====== Document text
Reginald I (also called "the One-eyed", Reinald I, Renaud I;  – 10 March 1149) was Count of Bar (1105–1149). Barrois, during the Middle Ages, was the territory of the counts and dukes of Bar, in the eastern part of present-day France, bordering Lorraine.

He was the son of Theodoric I, Count of Montbéliard and Ermentrude of Bourgogne, the daughter of William I, Count of Burgundy.

Reginald's first wife is unknown.  He later married Gisele de Vaudémont, widow of Rainard III, Count of Toul, and daughter of Gérard I, Count of Vaudémont, and his wife Heilwig von Egisheim.  Reginald and Gisele had eight children:
 Hugh de Bar (d. 29 September 1141)
 Reginald II, Count of Bar
 Drogo de Bar
 Dietrich III de Bar (d. 8 August 1171), Bishop of Metz
 Agnes de Bar (d. after 1185), married Albert. Count of Chiny
 Clemence de Bar (1123–1183), married first Alberic II, Count of Dammartin, second Renaud, Count of Clermont, and third Thibaut III de Crépy
 Mathilde de Bar, married Konrad I, Count of Wildgraf von Kyrburg
 Stephaine de Bar (d. 1178), married Hugh III, Seigneur of Broyes and Châteauvillain
Reginald was one of the leaders of the Second Crusade in 1145. He was drowned somewhere in the Mediterranean Sea on his return voyage to Europe on or before 10 March 1149.
============
====== Data
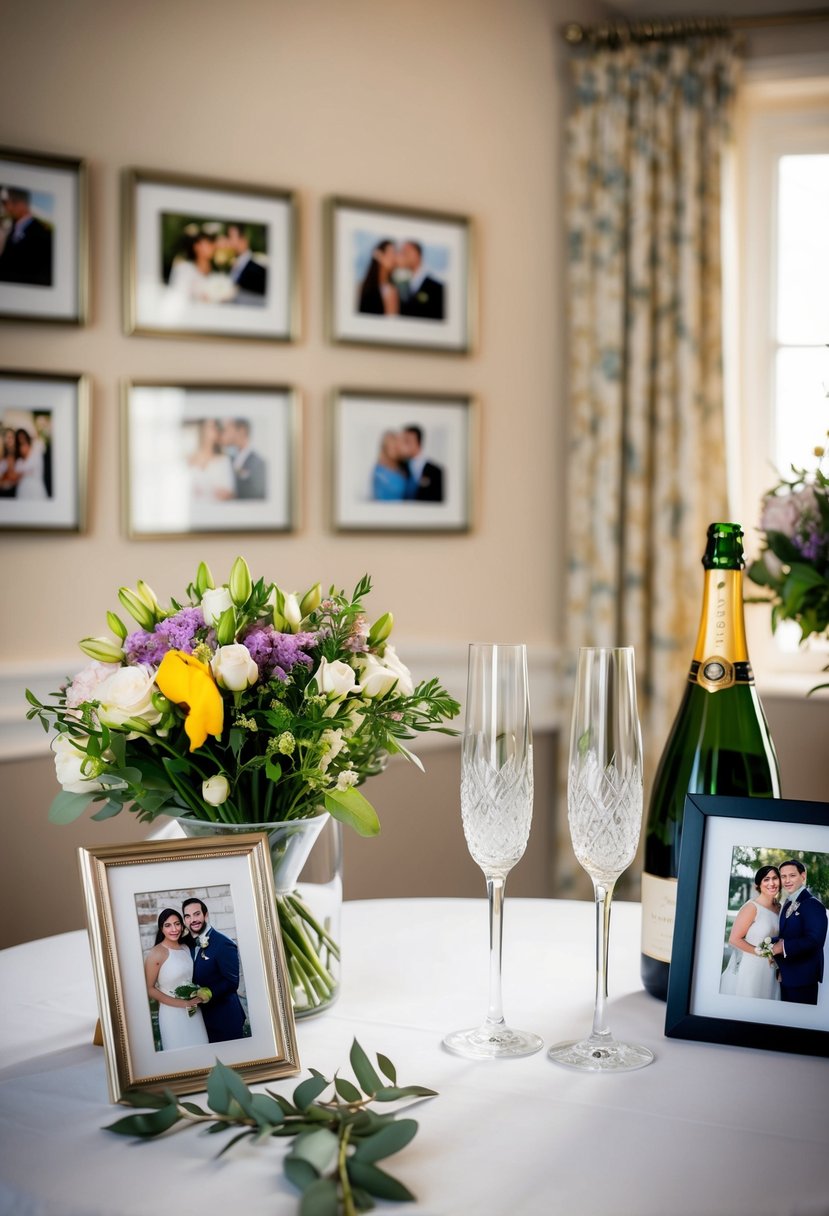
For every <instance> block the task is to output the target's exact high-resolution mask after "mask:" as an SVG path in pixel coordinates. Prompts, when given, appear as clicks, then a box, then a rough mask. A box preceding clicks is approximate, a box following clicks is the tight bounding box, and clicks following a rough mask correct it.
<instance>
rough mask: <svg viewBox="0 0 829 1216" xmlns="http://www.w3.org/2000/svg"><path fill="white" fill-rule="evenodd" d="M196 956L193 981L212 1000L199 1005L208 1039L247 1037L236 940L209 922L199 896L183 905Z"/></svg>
mask: <svg viewBox="0 0 829 1216" xmlns="http://www.w3.org/2000/svg"><path fill="white" fill-rule="evenodd" d="M181 914H182V917H184V918H185V924H186V925H187V931H188V934H190V941H187V940H186V939H185V945H187V946H190V952H191V955H192V956H193V984H198V986H199V987H208V989H210V992H212V996H210V1000H209V1001H205V1002H204V1003H203V1004H199V1009H201V1010H202V1017H203V1018H204V1026H205V1029H207V1032H208V1038H209V1041H210V1042H212V1043H224V1042H226V1041H227V1040H229V1038H243V1037H244V1008H243V1007H242V1002H241V1001H239V996H238V991H237V990H238V986H239V952H238V947H237V945H236V942H235V941H231V939H230V938H227V936H225V934H224V933H219V930H218V929H214V928H213V925H212V924H210V923H209V922H208V910H207V903H204V902H203V901H202V900H199V899H196V897H193V899H190V900H185V901H184V903H182V905H181Z"/></svg>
============
Copy from the text on Reginald I, Count of Bar, starting at "Reginald's first wife" and ending at "29 September 1141)", with no changes.

▸ Result of the exercise
Reginald's first wife is unknown.  He later married Gisele de Vaudémont, widow of Rainard III, Count of Toul, and daughter of Gérard I, Count of Vaudémont, and his wife Heilwig von Egisheim.  Reginald and Gisele had eight children:
 Hugh de Bar (d. 29 September 1141)